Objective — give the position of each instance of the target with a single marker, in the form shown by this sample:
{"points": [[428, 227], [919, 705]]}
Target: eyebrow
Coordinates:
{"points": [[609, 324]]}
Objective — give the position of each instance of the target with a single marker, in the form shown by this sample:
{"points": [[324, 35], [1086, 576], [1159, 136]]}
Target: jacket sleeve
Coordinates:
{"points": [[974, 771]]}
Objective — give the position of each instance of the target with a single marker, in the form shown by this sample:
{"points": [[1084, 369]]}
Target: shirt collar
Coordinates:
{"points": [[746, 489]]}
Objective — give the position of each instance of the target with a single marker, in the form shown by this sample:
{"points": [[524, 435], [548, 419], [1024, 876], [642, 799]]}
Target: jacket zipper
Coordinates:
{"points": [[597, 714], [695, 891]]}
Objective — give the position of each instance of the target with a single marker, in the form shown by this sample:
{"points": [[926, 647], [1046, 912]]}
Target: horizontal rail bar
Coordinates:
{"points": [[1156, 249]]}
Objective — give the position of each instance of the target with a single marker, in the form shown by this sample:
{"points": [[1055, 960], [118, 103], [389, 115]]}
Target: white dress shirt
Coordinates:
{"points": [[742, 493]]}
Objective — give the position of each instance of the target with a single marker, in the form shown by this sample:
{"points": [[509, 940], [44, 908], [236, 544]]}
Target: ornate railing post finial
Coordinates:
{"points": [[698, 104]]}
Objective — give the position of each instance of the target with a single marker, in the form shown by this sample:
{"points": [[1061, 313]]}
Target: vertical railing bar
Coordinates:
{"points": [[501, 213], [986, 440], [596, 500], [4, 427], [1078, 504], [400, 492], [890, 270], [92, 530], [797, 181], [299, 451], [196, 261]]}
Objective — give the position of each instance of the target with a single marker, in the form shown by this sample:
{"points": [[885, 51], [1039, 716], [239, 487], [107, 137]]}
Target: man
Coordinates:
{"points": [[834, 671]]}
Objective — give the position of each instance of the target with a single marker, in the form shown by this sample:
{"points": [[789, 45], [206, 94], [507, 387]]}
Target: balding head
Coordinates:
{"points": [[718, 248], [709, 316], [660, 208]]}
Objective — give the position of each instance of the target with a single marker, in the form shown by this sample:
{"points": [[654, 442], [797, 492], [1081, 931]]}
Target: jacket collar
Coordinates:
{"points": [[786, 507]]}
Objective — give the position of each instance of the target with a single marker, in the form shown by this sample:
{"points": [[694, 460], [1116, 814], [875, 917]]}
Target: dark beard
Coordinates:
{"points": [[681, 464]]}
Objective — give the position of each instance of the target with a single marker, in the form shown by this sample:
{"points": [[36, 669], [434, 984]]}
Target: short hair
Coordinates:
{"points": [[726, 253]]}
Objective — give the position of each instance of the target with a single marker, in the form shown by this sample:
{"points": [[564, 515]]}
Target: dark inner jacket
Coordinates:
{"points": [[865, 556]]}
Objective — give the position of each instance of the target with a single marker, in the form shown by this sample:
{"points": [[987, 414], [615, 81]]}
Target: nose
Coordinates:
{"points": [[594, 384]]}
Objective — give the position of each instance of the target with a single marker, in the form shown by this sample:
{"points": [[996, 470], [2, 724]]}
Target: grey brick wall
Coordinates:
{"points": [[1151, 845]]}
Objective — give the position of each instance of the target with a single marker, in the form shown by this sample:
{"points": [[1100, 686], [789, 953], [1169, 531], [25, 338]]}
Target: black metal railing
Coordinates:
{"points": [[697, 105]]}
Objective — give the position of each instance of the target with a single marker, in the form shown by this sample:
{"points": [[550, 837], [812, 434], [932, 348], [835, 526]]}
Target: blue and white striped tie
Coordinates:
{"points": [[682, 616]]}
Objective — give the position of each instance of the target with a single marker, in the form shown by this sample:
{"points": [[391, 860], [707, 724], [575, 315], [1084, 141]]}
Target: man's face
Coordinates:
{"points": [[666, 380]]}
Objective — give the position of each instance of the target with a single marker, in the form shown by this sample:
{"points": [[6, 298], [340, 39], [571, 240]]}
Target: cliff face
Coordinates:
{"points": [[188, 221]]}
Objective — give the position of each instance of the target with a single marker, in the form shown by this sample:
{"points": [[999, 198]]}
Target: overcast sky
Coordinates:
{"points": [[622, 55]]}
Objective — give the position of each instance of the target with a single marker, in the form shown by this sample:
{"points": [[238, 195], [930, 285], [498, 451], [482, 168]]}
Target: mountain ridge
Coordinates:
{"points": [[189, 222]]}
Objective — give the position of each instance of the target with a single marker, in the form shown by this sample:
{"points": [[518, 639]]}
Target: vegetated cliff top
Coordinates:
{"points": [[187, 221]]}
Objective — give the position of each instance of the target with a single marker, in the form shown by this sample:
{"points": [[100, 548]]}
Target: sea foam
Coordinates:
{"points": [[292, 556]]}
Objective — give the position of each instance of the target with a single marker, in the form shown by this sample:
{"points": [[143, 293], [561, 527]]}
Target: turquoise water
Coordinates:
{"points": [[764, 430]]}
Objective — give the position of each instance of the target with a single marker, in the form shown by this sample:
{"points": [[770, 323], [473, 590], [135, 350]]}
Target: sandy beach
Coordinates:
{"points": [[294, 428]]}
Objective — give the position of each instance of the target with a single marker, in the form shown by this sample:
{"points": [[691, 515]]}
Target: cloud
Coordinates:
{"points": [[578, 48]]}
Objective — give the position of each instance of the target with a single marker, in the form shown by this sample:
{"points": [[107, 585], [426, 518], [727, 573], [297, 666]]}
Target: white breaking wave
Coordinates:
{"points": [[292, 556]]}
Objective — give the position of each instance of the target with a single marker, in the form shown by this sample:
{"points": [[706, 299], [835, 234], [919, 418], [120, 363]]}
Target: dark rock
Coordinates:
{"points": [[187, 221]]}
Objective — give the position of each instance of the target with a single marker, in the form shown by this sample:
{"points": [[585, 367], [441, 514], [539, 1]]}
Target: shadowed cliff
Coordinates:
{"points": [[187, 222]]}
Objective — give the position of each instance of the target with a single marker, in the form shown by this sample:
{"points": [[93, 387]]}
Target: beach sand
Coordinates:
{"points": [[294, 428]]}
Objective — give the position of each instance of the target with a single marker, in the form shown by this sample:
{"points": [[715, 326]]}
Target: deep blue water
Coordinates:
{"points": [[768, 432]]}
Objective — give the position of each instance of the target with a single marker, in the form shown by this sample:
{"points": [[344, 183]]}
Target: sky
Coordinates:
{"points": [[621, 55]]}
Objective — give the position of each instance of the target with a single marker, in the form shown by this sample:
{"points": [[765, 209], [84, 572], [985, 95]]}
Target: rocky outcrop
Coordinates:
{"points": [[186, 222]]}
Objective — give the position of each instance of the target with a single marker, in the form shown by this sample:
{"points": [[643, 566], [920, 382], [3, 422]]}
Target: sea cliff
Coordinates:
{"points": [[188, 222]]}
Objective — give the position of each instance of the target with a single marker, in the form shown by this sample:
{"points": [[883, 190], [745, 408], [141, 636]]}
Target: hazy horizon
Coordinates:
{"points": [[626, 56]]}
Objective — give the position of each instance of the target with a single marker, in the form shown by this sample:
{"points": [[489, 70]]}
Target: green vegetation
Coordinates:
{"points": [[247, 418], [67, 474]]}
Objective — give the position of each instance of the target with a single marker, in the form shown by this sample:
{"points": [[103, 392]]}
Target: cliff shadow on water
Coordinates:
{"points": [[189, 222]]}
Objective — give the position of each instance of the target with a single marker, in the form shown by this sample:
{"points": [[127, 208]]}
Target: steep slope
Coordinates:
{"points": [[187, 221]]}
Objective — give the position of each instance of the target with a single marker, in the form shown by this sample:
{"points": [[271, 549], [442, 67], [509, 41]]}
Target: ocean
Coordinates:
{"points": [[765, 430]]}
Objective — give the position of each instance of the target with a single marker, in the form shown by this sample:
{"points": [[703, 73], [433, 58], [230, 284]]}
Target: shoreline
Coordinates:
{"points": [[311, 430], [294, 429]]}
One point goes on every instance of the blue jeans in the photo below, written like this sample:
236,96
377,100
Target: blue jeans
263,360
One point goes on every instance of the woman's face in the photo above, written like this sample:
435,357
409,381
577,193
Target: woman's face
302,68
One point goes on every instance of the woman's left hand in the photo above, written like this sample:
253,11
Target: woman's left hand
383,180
····················
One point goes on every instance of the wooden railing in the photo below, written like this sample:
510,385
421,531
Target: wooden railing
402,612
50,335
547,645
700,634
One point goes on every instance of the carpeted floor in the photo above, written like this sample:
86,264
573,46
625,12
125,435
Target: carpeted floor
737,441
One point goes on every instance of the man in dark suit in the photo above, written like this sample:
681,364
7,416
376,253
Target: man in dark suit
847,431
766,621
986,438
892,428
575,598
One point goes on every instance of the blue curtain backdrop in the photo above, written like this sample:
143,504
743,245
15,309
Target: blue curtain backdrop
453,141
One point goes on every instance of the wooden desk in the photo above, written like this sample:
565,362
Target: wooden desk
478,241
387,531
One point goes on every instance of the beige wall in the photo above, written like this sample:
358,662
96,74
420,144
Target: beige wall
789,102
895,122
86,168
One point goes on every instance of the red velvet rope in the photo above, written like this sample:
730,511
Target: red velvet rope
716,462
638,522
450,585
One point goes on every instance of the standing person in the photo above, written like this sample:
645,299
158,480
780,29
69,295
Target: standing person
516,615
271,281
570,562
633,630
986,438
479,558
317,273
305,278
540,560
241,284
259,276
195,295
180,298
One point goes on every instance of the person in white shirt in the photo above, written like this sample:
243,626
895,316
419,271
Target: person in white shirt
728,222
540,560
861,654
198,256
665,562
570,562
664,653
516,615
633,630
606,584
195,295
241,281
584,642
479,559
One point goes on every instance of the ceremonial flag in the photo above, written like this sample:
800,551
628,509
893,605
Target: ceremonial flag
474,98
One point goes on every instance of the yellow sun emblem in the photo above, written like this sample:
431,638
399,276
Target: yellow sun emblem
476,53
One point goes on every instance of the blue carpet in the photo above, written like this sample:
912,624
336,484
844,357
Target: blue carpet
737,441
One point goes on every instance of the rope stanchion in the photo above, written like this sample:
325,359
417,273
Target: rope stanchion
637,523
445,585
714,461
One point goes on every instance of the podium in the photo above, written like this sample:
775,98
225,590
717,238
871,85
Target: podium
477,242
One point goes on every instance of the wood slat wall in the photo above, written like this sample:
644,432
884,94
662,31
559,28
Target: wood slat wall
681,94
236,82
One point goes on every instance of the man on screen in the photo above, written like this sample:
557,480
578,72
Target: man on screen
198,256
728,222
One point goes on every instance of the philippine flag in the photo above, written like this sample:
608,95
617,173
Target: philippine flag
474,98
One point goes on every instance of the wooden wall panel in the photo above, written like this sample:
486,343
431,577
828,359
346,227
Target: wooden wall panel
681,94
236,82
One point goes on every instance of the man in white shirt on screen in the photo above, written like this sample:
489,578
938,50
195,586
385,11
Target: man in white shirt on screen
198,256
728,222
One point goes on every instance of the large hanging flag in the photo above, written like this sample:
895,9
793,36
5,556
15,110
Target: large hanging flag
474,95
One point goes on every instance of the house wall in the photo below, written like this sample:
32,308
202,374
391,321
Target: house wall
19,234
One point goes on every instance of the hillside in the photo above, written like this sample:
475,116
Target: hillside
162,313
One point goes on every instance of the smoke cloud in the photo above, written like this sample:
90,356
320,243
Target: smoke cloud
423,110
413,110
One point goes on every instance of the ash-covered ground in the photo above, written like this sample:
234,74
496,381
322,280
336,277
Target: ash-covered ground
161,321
····················
■ WHAT YOU WILL DO
Your answer should be a number only: the count of lines above in which the string "collar" appears.

■ TASK OUTPUT
2